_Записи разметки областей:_
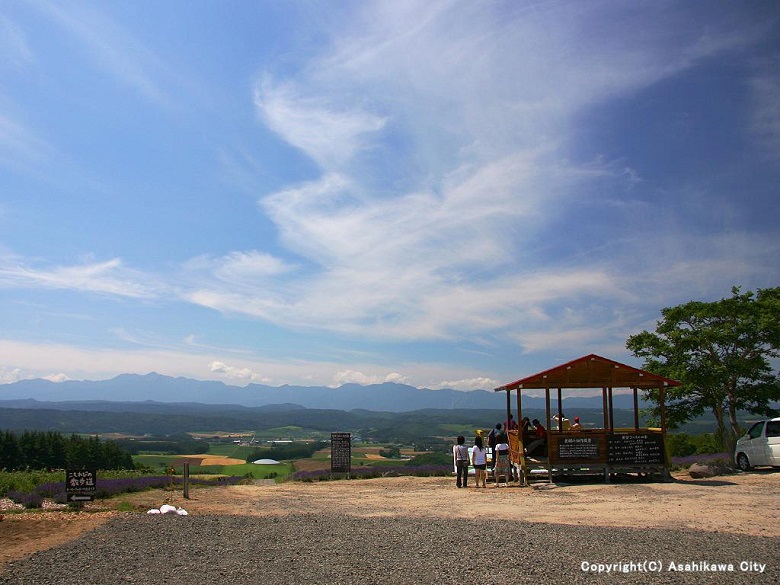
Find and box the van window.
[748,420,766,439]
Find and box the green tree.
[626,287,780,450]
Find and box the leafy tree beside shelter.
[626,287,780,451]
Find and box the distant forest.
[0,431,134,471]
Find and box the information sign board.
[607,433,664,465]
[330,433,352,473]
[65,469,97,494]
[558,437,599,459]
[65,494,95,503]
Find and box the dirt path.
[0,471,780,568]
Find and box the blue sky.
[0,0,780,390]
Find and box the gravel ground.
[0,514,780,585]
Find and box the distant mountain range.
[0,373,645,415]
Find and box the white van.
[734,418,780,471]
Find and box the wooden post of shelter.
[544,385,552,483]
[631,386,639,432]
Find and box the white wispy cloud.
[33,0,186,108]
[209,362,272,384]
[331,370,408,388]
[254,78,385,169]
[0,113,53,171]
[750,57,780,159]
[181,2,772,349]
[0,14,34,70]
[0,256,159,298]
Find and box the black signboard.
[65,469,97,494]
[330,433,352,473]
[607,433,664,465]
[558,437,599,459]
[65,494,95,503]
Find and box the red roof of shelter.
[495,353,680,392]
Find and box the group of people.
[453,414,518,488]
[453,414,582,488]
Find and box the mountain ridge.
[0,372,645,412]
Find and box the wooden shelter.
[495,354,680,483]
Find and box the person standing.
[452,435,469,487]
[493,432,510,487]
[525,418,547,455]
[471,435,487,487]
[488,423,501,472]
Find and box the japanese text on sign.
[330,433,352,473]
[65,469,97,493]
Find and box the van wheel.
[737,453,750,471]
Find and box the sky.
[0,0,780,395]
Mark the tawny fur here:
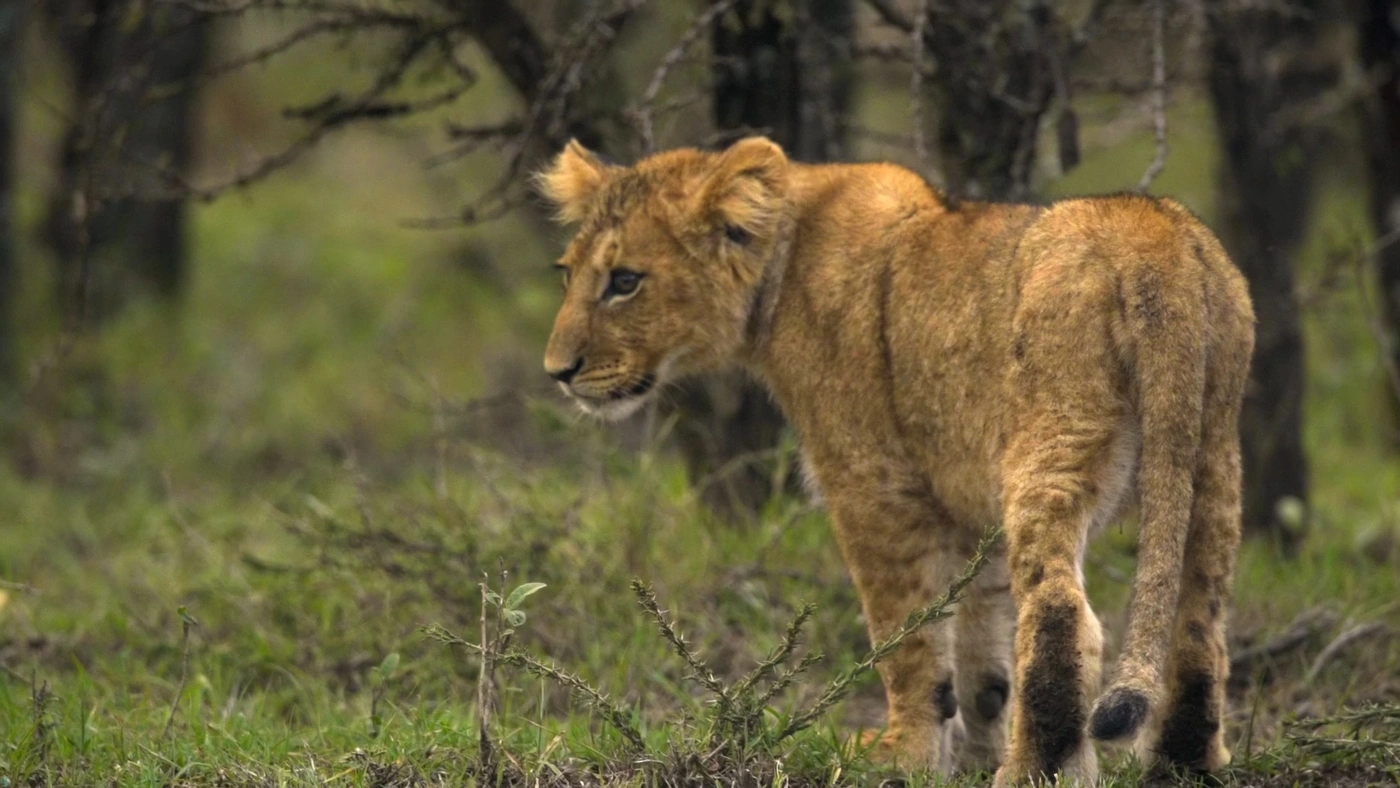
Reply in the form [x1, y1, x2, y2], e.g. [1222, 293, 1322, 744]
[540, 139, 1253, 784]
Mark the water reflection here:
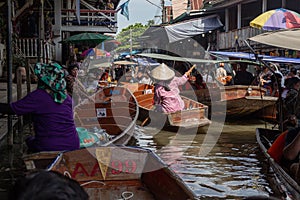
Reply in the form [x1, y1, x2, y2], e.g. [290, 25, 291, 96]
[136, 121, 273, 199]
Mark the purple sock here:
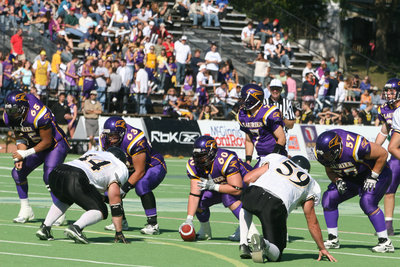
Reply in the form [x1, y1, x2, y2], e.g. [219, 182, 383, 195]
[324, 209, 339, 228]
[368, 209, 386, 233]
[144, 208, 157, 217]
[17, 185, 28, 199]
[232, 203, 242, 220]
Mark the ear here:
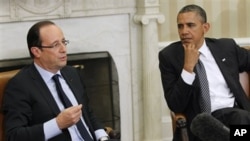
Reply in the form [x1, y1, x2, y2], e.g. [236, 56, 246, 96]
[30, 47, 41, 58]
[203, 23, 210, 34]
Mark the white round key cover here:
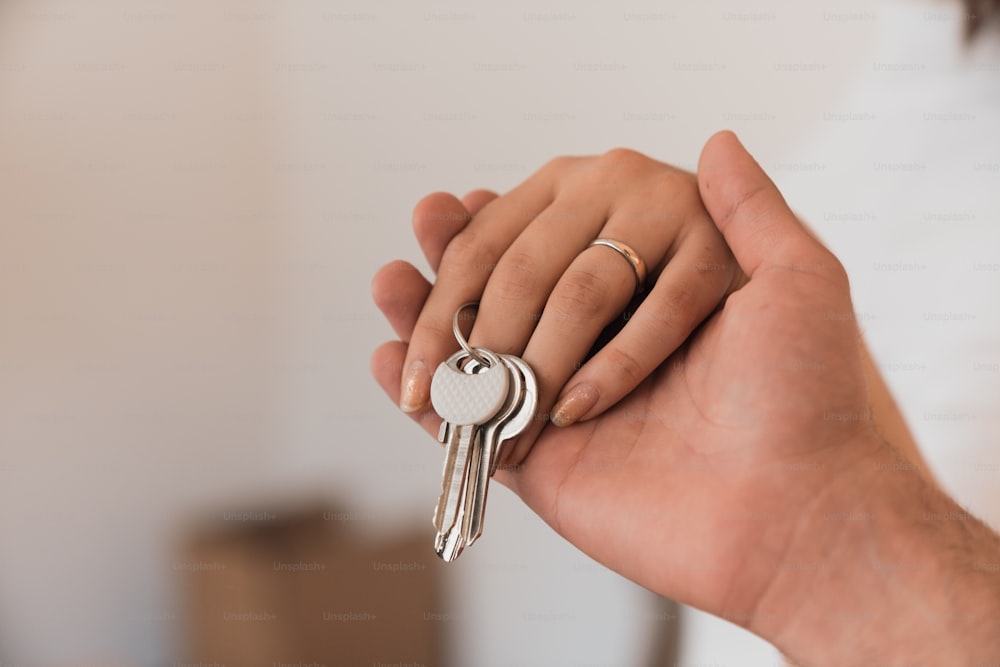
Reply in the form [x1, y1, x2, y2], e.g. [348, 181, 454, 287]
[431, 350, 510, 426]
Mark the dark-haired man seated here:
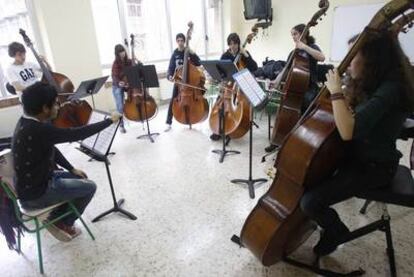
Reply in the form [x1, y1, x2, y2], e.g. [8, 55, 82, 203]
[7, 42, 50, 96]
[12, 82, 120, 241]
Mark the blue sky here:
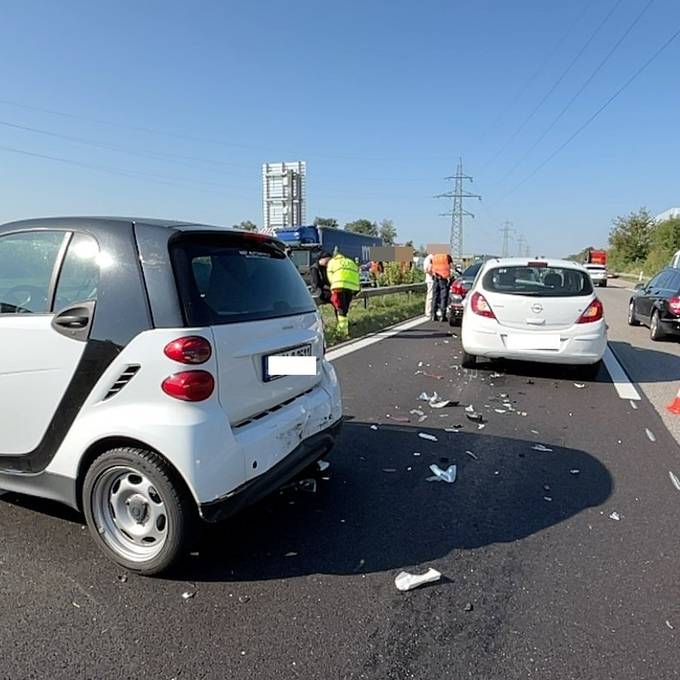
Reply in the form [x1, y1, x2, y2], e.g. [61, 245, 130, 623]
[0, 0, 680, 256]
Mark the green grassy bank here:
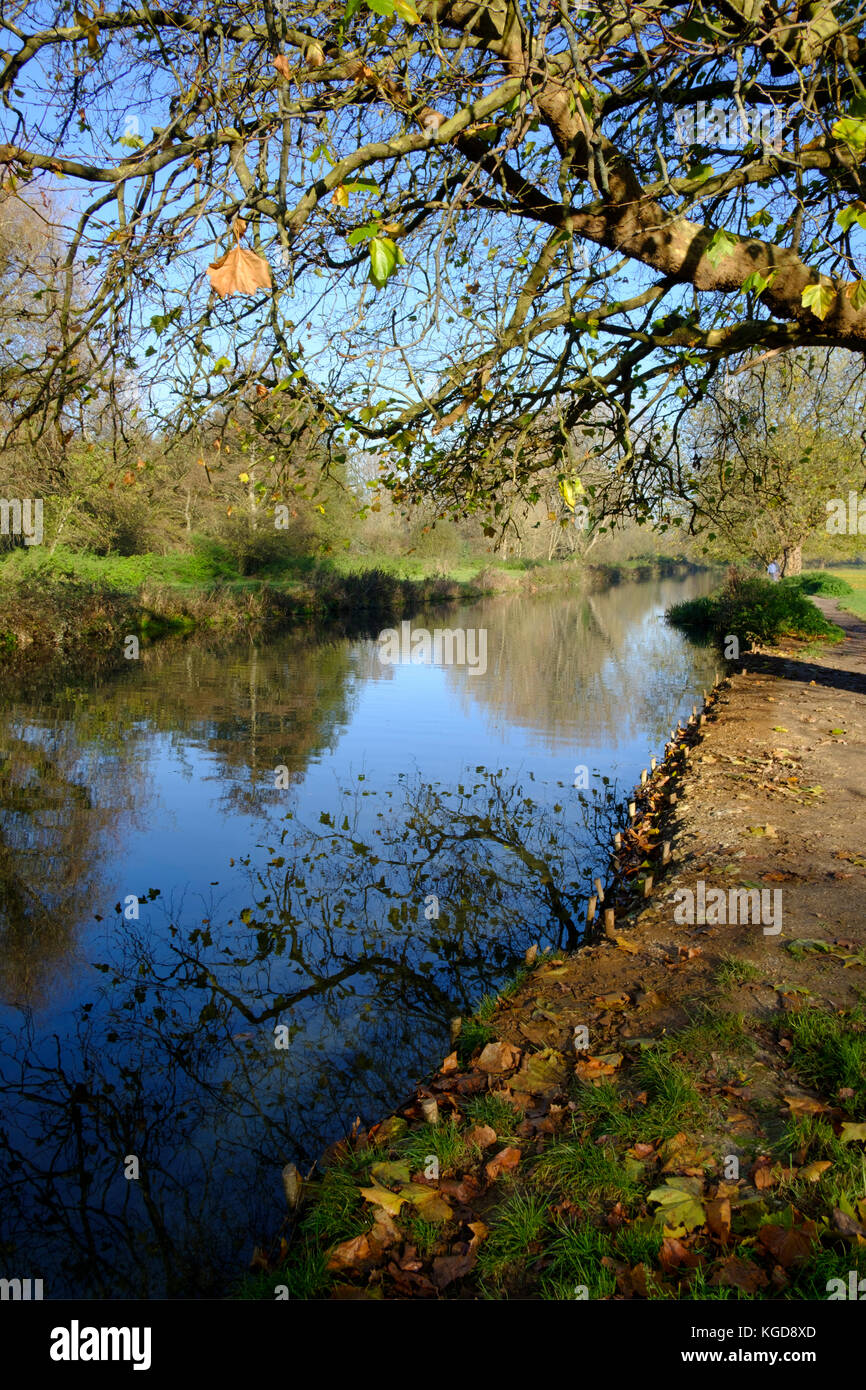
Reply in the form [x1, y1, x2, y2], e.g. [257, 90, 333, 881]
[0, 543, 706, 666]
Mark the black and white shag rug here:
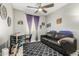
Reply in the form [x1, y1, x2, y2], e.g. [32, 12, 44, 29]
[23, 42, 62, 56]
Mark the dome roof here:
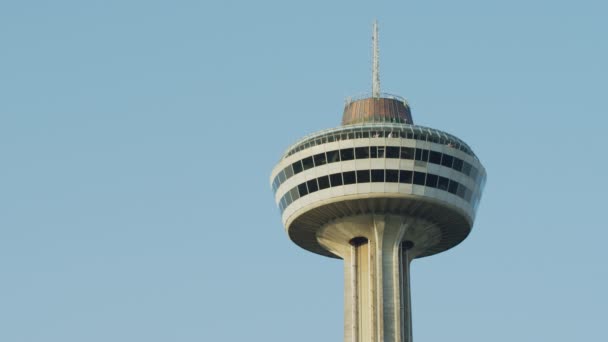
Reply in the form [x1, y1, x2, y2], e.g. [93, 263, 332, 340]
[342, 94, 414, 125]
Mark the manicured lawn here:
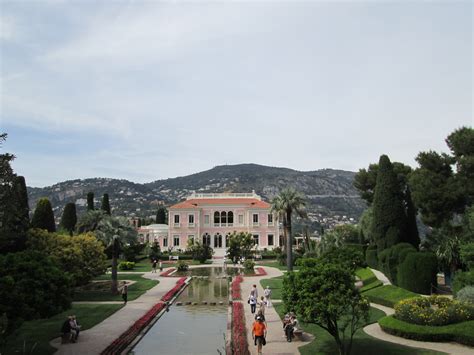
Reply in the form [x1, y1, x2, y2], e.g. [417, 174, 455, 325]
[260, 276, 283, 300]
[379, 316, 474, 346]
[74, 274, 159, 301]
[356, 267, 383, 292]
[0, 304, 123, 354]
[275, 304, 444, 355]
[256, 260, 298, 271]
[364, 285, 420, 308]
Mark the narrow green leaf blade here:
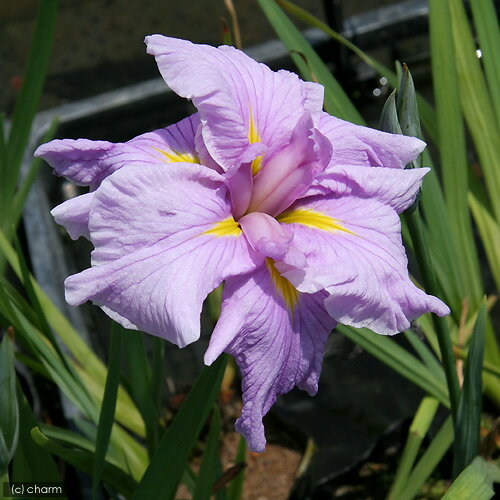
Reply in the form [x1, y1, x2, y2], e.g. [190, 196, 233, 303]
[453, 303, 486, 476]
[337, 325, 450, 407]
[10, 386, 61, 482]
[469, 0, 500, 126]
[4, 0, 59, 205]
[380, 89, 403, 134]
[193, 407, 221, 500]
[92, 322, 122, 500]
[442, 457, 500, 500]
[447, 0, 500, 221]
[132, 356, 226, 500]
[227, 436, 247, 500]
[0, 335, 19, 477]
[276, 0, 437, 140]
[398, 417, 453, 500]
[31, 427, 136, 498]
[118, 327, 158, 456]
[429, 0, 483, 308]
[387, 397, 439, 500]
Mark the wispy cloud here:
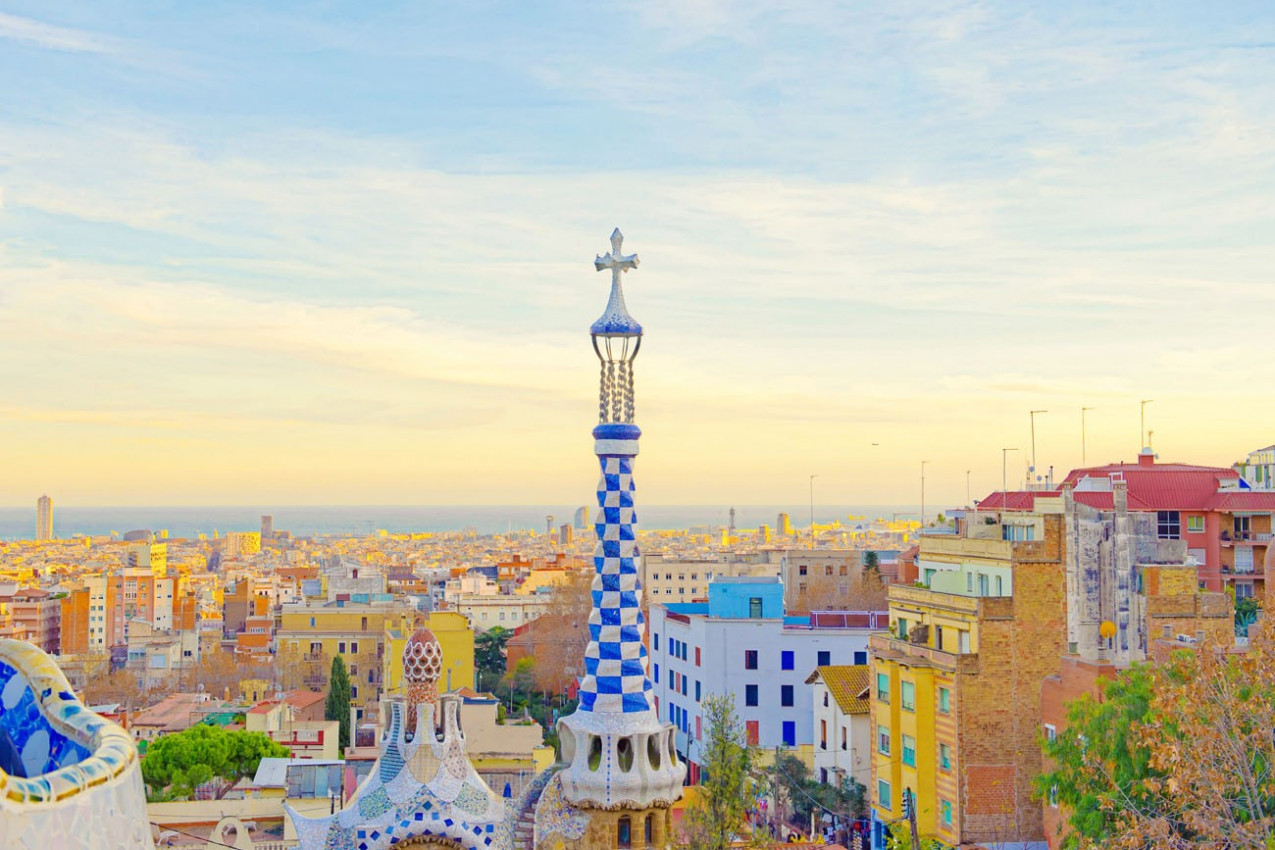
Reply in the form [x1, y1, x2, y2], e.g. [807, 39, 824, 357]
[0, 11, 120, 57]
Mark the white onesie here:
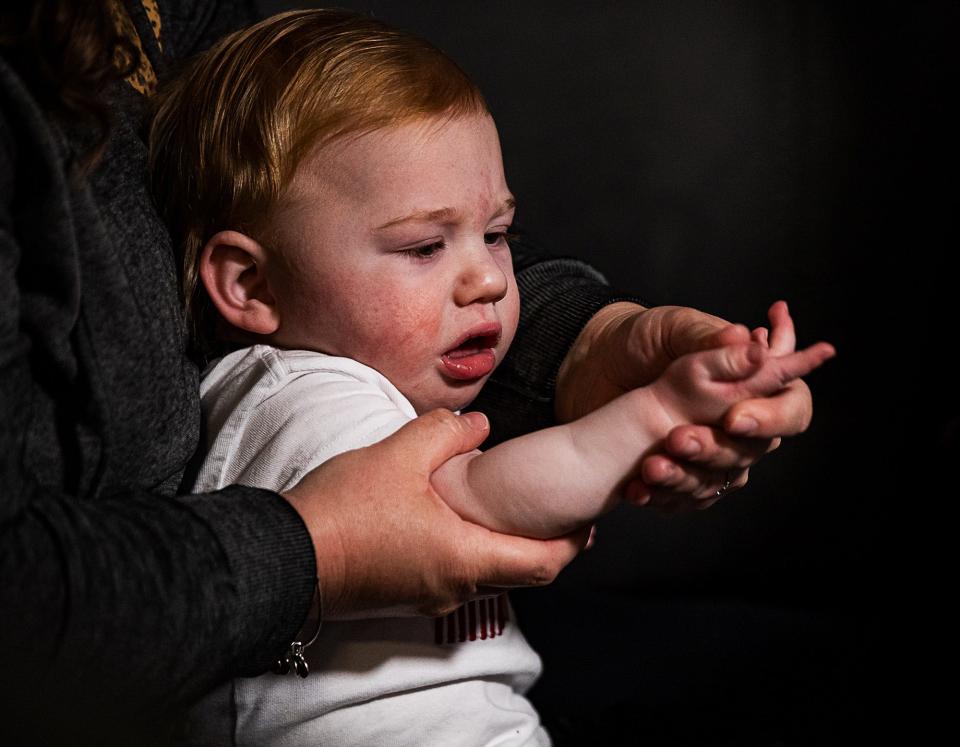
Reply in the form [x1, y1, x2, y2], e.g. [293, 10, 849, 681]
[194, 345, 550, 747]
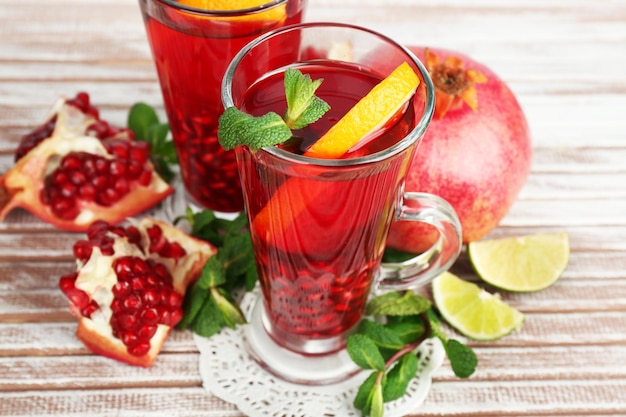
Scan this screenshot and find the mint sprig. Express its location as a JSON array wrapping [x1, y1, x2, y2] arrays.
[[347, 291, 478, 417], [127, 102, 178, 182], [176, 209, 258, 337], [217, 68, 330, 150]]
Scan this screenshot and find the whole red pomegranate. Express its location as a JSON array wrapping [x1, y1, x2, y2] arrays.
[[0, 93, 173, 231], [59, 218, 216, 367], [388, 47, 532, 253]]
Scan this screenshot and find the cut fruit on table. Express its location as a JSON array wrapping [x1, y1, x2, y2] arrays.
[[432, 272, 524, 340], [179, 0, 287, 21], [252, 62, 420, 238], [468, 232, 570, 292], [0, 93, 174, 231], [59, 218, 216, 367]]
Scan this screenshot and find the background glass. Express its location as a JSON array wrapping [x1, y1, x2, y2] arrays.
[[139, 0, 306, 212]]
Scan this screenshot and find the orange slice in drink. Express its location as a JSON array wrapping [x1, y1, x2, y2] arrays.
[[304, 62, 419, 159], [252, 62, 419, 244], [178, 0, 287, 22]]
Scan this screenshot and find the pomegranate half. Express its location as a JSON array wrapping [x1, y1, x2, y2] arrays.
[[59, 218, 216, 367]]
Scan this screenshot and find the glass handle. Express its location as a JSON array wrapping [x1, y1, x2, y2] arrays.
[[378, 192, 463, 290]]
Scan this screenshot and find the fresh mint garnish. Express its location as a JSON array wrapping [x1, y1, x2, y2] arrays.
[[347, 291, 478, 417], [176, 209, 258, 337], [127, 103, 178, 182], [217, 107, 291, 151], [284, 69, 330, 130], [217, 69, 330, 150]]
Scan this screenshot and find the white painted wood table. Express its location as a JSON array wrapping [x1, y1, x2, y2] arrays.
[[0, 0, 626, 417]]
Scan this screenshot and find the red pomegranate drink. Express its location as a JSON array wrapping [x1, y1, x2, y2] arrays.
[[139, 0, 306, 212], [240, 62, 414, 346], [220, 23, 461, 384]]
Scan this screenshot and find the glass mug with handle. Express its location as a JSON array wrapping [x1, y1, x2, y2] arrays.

_ЗАДАНИЕ ДЛЯ ВЫПОЛНЕНИЯ:_ Перепишите без изменений строки списка, начиная со строки, где есть "Mark the dome", и заканчивая строкой, где есть "47, 532, 253]]", включая обе. Изображения в ответ не включайте.

_РЕЗУЛЬТАТ УПРАЖНЕНИЯ:_
Mark the dome roof here:
Reply in the form [x1, y1, x2, y2], e.g. [93, 263, 332, 340]
[342, 94, 414, 125]
Mark the manicured lawn here:
Reply in the form [x1, y1, x2, y2], e.g. [417, 174, 455, 325]
[260, 276, 283, 300]
[379, 316, 474, 346]
[74, 274, 159, 301]
[356, 267, 383, 292]
[0, 304, 123, 354]
[275, 304, 444, 355]
[256, 260, 298, 271]
[364, 285, 420, 308]
Mark the narrow green leaf blade here:
Reply in the form [x1, y1, x2, y2], e.g. [190, 196, 233, 303]
[453, 303, 486, 476]
[337, 325, 450, 407]
[10, 386, 61, 482]
[469, 0, 500, 126]
[4, 0, 59, 205]
[380, 89, 403, 134]
[193, 407, 221, 500]
[92, 322, 122, 500]
[442, 457, 500, 500]
[447, 0, 500, 221]
[132, 356, 226, 500]
[227, 436, 247, 500]
[0, 335, 19, 477]
[276, 0, 437, 140]
[398, 417, 453, 500]
[31, 427, 136, 498]
[118, 327, 158, 456]
[429, 0, 483, 308]
[387, 397, 439, 500]
Mark the wispy cloud here:
Reply in the form [x1, y1, x2, y2], e.g. [807, 39, 824, 357]
[0, 11, 120, 57]
Mark the white onesie here:
Reply in the form [x1, y1, x2, y2], e.g. [293, 10, 849, 681]
[194, 345, 550, 747]
Scan this screenshot and find the mint sprig. Express its location as a JSON array wrapping [x1, y1, x2, y2] arrays.
[[347, 291, 478, 417], [127, 102, 178, 182], [176, 209, 258, 337], [217, 68, 330, 150]]
Scan this screenshot and find the whole red pomegranate. Express its location as a JSON array wrapping [x1, y1, x2, y2] arrays.
[[0, 93, 173, 231], [59, 218, 216, 367], [388, 47, 532, 253]]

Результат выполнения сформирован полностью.